→ Directions for this task: Return the full set of records, matching them character for character.

→ Listed records:
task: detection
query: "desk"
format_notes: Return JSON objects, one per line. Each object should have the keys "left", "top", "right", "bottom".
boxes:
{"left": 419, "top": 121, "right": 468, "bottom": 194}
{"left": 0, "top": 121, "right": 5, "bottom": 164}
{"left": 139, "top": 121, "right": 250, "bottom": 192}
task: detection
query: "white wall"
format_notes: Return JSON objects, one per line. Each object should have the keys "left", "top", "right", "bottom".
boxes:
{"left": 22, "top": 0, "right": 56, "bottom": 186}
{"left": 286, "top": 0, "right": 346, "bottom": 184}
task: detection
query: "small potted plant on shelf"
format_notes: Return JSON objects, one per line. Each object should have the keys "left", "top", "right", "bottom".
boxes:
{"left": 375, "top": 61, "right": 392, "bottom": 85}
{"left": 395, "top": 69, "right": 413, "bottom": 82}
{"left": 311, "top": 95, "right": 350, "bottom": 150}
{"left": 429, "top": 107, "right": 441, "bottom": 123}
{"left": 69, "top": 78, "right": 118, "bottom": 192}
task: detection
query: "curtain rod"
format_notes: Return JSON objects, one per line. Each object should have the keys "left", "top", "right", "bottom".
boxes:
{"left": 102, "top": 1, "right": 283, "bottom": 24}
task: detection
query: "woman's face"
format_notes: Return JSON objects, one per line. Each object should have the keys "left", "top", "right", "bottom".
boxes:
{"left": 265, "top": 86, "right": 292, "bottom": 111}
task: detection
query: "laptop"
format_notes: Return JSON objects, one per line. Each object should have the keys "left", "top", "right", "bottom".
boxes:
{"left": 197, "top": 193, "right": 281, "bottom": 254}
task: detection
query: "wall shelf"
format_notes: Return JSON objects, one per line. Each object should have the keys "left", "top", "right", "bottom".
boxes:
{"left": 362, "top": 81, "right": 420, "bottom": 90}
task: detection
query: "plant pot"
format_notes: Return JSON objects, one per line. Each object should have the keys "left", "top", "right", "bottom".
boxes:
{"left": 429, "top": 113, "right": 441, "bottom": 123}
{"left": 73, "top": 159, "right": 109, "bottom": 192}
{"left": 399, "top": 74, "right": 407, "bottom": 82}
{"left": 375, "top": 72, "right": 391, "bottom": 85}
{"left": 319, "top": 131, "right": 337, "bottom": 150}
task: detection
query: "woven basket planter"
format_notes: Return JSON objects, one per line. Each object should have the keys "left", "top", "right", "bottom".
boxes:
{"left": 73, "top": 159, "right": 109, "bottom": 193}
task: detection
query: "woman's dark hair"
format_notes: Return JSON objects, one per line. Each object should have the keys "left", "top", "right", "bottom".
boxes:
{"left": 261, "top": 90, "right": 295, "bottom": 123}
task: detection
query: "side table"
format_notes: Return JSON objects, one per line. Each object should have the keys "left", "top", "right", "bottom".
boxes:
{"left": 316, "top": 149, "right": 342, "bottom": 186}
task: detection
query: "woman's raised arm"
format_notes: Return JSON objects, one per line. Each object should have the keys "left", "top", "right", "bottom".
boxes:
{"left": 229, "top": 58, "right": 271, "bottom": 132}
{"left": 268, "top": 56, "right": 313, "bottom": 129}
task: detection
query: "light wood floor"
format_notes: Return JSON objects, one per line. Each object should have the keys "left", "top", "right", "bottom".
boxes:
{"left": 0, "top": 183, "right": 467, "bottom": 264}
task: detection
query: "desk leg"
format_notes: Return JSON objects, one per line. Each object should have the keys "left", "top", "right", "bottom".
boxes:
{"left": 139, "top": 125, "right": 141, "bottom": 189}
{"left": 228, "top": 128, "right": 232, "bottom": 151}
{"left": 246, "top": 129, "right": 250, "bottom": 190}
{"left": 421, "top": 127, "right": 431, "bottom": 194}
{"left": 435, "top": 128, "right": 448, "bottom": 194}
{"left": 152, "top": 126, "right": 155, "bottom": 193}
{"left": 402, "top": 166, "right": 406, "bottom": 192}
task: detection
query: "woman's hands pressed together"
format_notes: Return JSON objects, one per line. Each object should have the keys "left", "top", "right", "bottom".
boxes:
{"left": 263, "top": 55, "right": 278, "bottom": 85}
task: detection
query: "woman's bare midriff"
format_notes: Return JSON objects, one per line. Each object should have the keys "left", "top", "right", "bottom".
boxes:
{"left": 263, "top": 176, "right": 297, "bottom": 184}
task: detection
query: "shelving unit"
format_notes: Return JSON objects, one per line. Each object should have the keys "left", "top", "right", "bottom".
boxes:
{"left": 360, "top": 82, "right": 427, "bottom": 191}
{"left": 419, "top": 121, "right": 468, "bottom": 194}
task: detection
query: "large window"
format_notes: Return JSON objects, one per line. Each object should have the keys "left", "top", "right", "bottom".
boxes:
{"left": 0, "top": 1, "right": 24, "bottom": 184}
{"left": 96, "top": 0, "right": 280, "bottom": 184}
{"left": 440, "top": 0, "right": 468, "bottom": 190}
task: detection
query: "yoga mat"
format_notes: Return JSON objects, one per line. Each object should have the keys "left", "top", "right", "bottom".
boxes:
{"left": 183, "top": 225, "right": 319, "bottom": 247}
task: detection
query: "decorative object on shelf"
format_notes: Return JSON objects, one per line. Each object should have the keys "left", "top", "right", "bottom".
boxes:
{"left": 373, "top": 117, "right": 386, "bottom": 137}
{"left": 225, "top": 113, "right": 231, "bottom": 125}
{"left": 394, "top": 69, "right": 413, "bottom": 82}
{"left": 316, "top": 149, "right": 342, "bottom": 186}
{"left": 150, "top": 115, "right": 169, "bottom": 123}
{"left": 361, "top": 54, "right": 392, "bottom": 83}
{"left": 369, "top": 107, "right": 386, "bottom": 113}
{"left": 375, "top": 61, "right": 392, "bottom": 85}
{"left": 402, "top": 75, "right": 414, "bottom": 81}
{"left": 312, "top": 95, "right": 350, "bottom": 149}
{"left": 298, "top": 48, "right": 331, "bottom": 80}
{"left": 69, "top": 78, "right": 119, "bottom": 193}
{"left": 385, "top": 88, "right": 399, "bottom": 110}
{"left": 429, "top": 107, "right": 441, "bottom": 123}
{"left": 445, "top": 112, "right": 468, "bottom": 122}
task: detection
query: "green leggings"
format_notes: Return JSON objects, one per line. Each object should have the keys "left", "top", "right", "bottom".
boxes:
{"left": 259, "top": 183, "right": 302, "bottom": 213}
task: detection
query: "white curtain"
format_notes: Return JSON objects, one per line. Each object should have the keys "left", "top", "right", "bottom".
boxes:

→ Exercise response:
task: detection
query: "desk"
format_notes: Return JSON objects, one per line. Each object should have the keys "left", "top", "right", "bottom".
boxes:
{"left": 419, "top": 121, "right": 468, "bottom": 194}
{"left": 0, "top": 121, "right": 5, "bottom": 164}
{"left": 139, "top": 121, "right": 250, "bottom": 192}
task: detection
query: "white wall"
format_notes: Return JSON objects, one per line. Each object should have the keys "left", "top", "right", "bottom".
boxes:
{"left": 22, "top": 0, "right": 56, "bottom": 186}
{"left": 286, "top": 0, "right": 346, "bottom": 184}
task: detection
query: "small potted plant on shelf"
format_notes: Return JSON objects, one per line. Each object should have the keys "left", "top", "right", "bottom".
boxes:
{"left": 375, "top": 61, "right": 392, "bottom": 85}
{"left": 395, "top": 69, "right": 413, "bottom": 82}
{"left": 311, "top": 95, "right": 350, "bottom": 150}
{"left": 429, "top": 107, "right": 441, "bottom": 123}
{"left": 69, "top": 78, "right": 118, "bottom": 192}
task: detection
query: "curtain rod"
format_notes: Return JSON objects, one per line. Each object should have the keys "left", "top", "right", "bottom".
boxes:
{"left": 102, "top": 1, "right": 283, "bottom": 24}
task: detection
query: "woman's face"
format_notes: Return JSON objects, one per line. Each object should have the keys "left", "top", "right", "bottom".
boxes:
{"left": 265, "top": 86, "right": 292, "bottom": 111}
task: detection
query: "laptop"
format_notes: Return JSON objects, one per line. Each object should have the keys "left", "top", "right", "bottom".
boxes:
{"left": 197, "top": 193, "right": 281, "bottom": 254}
task: detection
query: "wall shelf"
format_notes: Return JSON objects, one per line. Each object should have the keys "left", "top", "right", "bottom".
boxes:
{"left": 362, "top": 81, "right": 420, "bottom": 90}
task: detection
query: "plant pot"
format_notes: Return JSON objects, one per line. Each object should have the keys "left", "top", "right", "bottom".
boxes:
{"left": 429, "top": 113, "right": 441, "bottom": 123}
{"left": 73, "top": 159, "right": 109, "bottom": 192}
{"left": 399, "top": 74, "right": 407, "bottom": 82}
{"left": 375, "top": 72, "right": 391, "bottom": 85}
{"left": 319, "top": 131, "right": 337, "bottom": 150}
task: detection
query: "woven basket planter"
format_notes: Return JSON objects, one per line. Each object should have the keys "left", "top", "right", "bottom".
boxes:
{"left": 73, "top": 159, "right": 109, "bottom": 193}
task: detection
query: "woman's dark hair"
format_notes: Return JSON objects, one per line. Each object should have the keys "left", "top", "right", "bottom".
boxes:
{"left": 261, "top": 90, "right": 295, "bottom": 123}
task: detection
query: "side table"
format_notes: Return JSON objects, one per line. Each object should have the keys "left", "top", "right", "bottom".
boxes:
{"left": 316, "top": 149, "right": 342, "bottom": 186}
task: detection
query: "woman's raised arm"
format_notes: Return JSON objects, one per line. Each object should have the keys "left", "top", "right", "bottom".
boxes:
{"left": 229, "top": 58, "right": 271, "bottom": 132}
{"left": 268, "top": 56, "right": 313, "bottom": 129}
task: detection
query: "light wood floor"
format_notes: Return JSON objects, one per line. Each object should have the keys "left", "top", "right", "bottom".
boxes:
{"left": 0, "top": 183, "right": 467, "bottom": 264}
task: detection
query: "desk leg"
format_notes: Return JSON objects, one per line. Each object should have the keys "left", "top", "right", "bottom".
boxes:
{"left": 139, "top": 125, "right": 141, "bottom": 189}
{"left": 228, "top": 128, "right": 232, "bottom": 151}
{"left": 246, "top": 129, "right": 250, "bottom": 190}
{"left": 421, "top": 127, "right": 431, "bottom": 194}
{"left": 435, "top": 128, "right": 448, "bottom": 194}
{"left": 152, "top": 126, "right": 155, "bottom": 193}
{"left": 402, "top": 166, "right": 406, "bottom": 192}
task: detection
query: "woman's hands pressed together"
format_notes: Return JSON objects, one per line. Each object should have the keys "left", "top", "right", "bottom".
boxes:
{"left": 263, "top": 55, "right": 278, "bottom": 85}
task: detection
query: "woman's bare midriff"
format_notes: Return JSON objects, one per line. Each object should have the keys "left", "top", "right", "bottom".
boxes:
{"left": 263, "top": 176, "right": 297, "bottom": 184}
task: detection
query: "shelving unit"
format_notes: Return JSON objects, one per line. Each object should have the keys "left", "top", "right", "bottom".
boxes:
{"left": 360, "top": 82, "right": 427, "bottom": 191}
{"left": 419, "top": 121, "right": 468, "bottom": 194}
task: detection
query: "large window"
format_notes: Return JSON objects, one per line. Each object should have the keys "left", "top", "right", "bottom".
boxes:
{"left": 0, "top": 1, "right": 24, "bottom": 184}
{"left": 96, "top": 0, "right": 280, "bottom": 184}
{"left": 440, "top": 0, "right": 468, "bottom": 190}
task: detection
query: "yoga mat"
format_notes: Return JSON objects, one per line. Each object should have the keys "left", "top", "right", "bottom".
boxes:
{"left": 183, "top": 225, "right": 319, "bottom": 247}
task: detection
query: "decorative object on shelf"
format_notes: Return JSON objects, one per line. Each object should have the keys "left", "top", "right", "bottom".
boxes:
{"left": 373, "top": 117, "right": 386, "bottom": 137}
{"left": 225, "top": 113, "right": 231, "bottom": 125}
{"left": 394, "top": 69, "right": 413, "bottom": 82}
{"left": 316, "top": 149, "right": 342, "bottom": 186}
{"left": 150, "top": 115, "right": 169, "bottom": 123}
{"left": 361, "top": 54, "right": 392, "bottom": 83}
{"left": 369, "top": 107, "right": 386, "bottom": 113}
{"left": 375, "top": 61, "right": 392, "bottom": 85}
{"left": 402, "top": 75, "right": 414, "bottom": 81}
{"left": 312, "top": 95, "right": 350, "bottom": 149}
{"left": 298, "top": 48, "right": 331, "bottom": 80}
{"left": 69, "top": 78, "right": 119, "bottom": 193}
{"left": 385, "top": 88, "right": 399, "bottom": 110}
{"left": 429, "top": 107, "right": 441, "bottom": 123}
{"left": 445, "top": 112, "right": 468, "bottom": 122}
task: detection
query: "green leggings"
format_notes: Return JSON objects, one per line. Each object should have the keys "left", "top", "right", "bottom".
boxes:
{"left": 259, "top": 183, "right": 302, "bottom": 213}
task: detection
query: "white curtain"
format_notes: Return JSON objects, one per line. Each object should have the keys "left", "top", "right", "bottom".
boxes:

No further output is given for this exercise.